We spent 3 nights at the beautiful Villa Copenhagen. It is certainly not a budget option but we wanted somewhere with beautiful Scandi design, and a large and comfortable common area where the family could all sit and relax together after a day exploring. Villa Copenhagen certainly ticked these boxes, and more! With regular live music in the beautiful lobby, super comfortable beds, the best pastries I’ve probably ever eaten (bold statement) and attentive service, all whilst feeling totally relaxed and family friendly, it was the perfect base and I could not recommend it more. The hotel’s location was perfect for our group too – it is right next to the train station which was very handy for us as this is how we travelled to and from the Airport. The train system was very efficient and easy, with a one way train ticket from the Airport to Copenhagen costing about £4 per adult (the journey is around 15 minutes).


We essentially had two full days in Copenhagen, and here is what we managed to see!


We couldn’t not visit the ‘Insta shot of Copenhagen’ – Nyhavn. It is of course pretty touristy and lined with expensive eateries but well worth a visit just to enjoy the scenery and walk along the picturesque canal, admiring the colourful houses that you’ll no doubt have seen in many a picture. Whilst we were here we actually went on a 1 hour canal boat tour. It was very reasonable at only about £10 per person and was a nice way to see more of Copenhagen whilst relaxing. The route took us as far as The Little Mermaid – it was a little too far for us to have walked to with a toddler and a 90 year old, so seeing it from the water was just fine!


The changing of the guards happens daily at 12 noon and is a fun and FREE activity! You can watch the Danish military marching to a band in the palace square and it is an impressive display of military precision.


We really loved visiting the Copenhagen Botanical Gardens. This was somewhere I had not visited on my first trip to Denmark so it was nice to do something different, and the beautiful weather certainly helped. You can wander around the park for free which is lovely in itself, but we also visited the Palm House and Butterfly House which costs around £7 per adult – well worth it.


Rosenborg Castle is a 17th century royal palace that houses the famed Crown Jewels, set in a beautifully landscaped park. We didn’t go inside the Castle but enjoyed walking around the grounds and as it was blossom season (April) the trees were really pretty!

● **LIST OF TASKS**
**a)** Answer these questions about the Copenhagen trip account:
(i) How many nights did the group spend at Villa Copenhagen?
(ii) At what time does the changing of the guards take place each day?
(iii) About how much per adult does a visit to the Palm House and Butterfly House cost?
**b)** Output the part of the Copenhagen trip account from "The changing of" up to and including "well worth it.", word for word.
**c)** Go on with the Copenhagen trip account from the point where it stops.

[Records from a collection]
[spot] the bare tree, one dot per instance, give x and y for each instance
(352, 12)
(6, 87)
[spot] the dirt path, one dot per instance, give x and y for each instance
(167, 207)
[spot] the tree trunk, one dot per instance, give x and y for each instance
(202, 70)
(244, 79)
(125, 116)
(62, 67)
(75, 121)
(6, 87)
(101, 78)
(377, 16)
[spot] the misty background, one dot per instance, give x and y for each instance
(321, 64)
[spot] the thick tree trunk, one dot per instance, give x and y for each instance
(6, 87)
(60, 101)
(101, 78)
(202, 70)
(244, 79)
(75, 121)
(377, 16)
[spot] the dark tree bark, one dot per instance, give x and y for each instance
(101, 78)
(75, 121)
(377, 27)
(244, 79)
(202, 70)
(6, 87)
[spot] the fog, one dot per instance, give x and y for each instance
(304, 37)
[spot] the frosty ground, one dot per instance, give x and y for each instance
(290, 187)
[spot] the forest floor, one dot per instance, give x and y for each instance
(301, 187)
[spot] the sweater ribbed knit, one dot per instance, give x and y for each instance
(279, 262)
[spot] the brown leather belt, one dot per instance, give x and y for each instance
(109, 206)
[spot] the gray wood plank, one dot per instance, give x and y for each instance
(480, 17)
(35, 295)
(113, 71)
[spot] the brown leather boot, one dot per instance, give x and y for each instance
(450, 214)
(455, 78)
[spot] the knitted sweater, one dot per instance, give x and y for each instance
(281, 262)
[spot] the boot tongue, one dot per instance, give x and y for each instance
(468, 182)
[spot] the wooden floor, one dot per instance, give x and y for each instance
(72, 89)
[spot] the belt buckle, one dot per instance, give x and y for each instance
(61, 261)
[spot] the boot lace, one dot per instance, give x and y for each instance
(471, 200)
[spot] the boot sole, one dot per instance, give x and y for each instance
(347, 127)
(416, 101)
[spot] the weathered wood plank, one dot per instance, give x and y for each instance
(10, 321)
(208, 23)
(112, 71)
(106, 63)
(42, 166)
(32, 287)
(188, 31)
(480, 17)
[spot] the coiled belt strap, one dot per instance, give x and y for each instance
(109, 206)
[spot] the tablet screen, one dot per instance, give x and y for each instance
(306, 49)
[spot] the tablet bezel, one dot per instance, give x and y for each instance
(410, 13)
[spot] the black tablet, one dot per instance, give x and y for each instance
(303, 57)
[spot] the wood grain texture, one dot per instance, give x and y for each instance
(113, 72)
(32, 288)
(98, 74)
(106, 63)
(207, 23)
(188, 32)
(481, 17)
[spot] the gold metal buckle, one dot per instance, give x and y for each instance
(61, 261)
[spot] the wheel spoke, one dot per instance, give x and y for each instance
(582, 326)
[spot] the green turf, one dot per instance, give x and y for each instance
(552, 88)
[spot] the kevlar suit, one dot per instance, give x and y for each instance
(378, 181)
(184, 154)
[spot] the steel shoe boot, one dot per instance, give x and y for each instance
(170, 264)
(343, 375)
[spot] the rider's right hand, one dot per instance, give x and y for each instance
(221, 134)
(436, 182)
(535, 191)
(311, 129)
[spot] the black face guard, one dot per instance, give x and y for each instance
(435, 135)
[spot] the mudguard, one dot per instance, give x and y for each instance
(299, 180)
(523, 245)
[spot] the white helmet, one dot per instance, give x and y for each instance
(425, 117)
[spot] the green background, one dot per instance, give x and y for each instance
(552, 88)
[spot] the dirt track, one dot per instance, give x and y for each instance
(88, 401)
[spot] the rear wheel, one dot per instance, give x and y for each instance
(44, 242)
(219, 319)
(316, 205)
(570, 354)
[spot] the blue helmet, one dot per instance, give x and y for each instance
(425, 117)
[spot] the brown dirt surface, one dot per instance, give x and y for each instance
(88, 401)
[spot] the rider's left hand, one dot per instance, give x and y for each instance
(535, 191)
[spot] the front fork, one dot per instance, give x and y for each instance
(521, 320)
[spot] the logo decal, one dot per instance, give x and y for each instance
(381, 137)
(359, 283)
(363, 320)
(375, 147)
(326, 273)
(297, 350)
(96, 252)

● **ACTIVITY ANSWERS**
**a)**
(i) 3 nights
(ii) 12 noon
(iii) Around £7

**b)**
The changing of the guards happens daily at 12 noon and is a fun and FREE activity! You can watch the Danish military marching to a band in the palace square and it is an impressive display of military precision.


We really loved visiting the Copenhagen Botanical Gardens. This was somewhere I had not visited on my first trip to Denmark so it was nice to do something different, and the beautiful weather certainly helped. You can wander around the park for free which is lovely in itself, but we also visited the Palm House and Butterfly House which costs around £7 per adult – well worth it.

**c)**
I was excited to visit Tivoli as we didn’t manage to visit on our first trip to Copenhagen. Whilst I’m not a ‘rollercoaster person’, I was keen to see the Nimb Hotel that I used to sell in my previous job at Off the Map Travel, and generally soak up the fun atmosphere in the park. Tivoli is actually the world’s second oldest amusement park, and there are not only rides to see but plenty of fantastic restaurants, cafe’s, gardens and a huge stage too where they host concerts.


During our meanderings through the City we made sure to detour through the main shopping street, Strøget. It is one of Europe’s longest pedestrian shopping streets!


We tended to have big breakfasts at the hotel, a snack or sandwich for lunch and then dinner in the city.

On night one we were a little tired from travelling so we stayed in the hotel and had dinner at Kontrast – an abundance of delicious risotto was devoured!

On night two we ventured into Vesterbro and ate at Bloom – it was very reasonably priced (cheaper than Kontrast) but just as delicious, arguably one of the tastiest meals I’ve had on holiday actually!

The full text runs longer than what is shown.